Required work:
Pull out each line in the records below that contains the word "open", and copy those lines in full.
:::
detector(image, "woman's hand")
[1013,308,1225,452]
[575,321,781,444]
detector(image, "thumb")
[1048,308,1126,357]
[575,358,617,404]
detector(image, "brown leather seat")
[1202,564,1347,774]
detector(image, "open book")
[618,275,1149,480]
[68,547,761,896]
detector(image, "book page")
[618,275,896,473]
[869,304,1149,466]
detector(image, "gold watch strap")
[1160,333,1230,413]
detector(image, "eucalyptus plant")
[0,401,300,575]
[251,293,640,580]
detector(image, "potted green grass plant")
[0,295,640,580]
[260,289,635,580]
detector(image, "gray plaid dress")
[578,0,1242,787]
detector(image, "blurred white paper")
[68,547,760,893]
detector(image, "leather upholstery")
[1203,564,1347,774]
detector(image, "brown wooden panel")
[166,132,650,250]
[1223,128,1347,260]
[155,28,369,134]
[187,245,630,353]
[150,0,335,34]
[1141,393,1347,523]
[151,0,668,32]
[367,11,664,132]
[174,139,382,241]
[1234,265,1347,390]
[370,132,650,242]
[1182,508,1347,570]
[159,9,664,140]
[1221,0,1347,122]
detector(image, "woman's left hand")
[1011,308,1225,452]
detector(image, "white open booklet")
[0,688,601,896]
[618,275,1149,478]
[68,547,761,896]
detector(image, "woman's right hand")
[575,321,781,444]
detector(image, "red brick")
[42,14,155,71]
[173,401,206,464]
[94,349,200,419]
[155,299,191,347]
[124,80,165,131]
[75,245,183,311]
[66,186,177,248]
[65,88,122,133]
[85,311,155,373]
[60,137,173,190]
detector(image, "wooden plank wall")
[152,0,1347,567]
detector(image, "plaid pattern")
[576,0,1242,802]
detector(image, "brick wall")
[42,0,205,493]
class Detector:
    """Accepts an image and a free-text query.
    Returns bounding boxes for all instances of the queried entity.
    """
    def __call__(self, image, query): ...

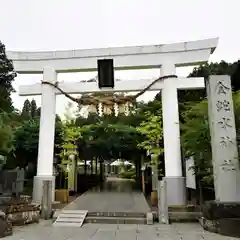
:::
Completed task:
detector(image, "open book")
detector(image, "white open booklet")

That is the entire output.